• TASK OBJECTIVE
Reproduce the following passage on pride and humility in full, word for word.

• EXCERPT

Pride can be very lazy in witness and effort for the Lord, because the proud Christian overestimates the little he does. A minister of meagre accomplishment is probably deluded by pride that his small measure of ­effort is far greater than it really is.

In Colossians 3.12 Paul declares: ‘Put on therefore, as the elect of God, holy and beloved, bowels of mercies, kindness, humbleness of mind, meekness, longsuffering.’ We must put on the garment of humility because we belong to God and represent him. How dare we flaunt ourselves and our imagined capabilities when we are commanded to ‘be clothed with humility’! (1 Peter 5.5.)

A picture of Paul

We think of dear Paul, the suffering apostle, possessor of a heart burdened for lost souls, for the wellbeing of Christians, and most of all for the glory of his divine Master.

We think of dear Paul, never aloof, never high and mighty, never too important for individuals or for lowly tasks. We think of dear Paul, never too sick or too old to be at full stretch as a bond-slave of Christ.

• GIVEN MATERIAL
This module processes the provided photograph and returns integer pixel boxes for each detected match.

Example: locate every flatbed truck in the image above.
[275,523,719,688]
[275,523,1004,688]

• ANSWER TO THIS EXERCISE
Pride can be very lazy in witness and effort for the Lord, because the proud Christian overestimates the little he does. A minister of meagre accomplishment is probably deluded by pride that his small measure of ­effort is far greater than it really is.

In Colossians 3.12 Paul declares: ‘Put on therefore, as the elect of God, holy and beloved, bowels of mercies, kindness, humbleness of mind, meekness, longsuffering.’ We must put on the garment of humility because we belong to God and represent him. How dare we flaunt ourselves and our imagined capabilities when we are commanded to ‘be clothed with humility’! (1 Peter 5.5.)

A picture of Paul

We think of dear Paul, the suffering apostle, possessor of a heart burdened for lost souls, for the wellbeing of Christians, and most of all for the glory of his divine Master.

We think of dear Paul, never aloof, never high and mighty, never too important for individuals or for lowly tasks. We think of dear Paul, never too sick or too old to be at full stretch as a bond-slave of Christ.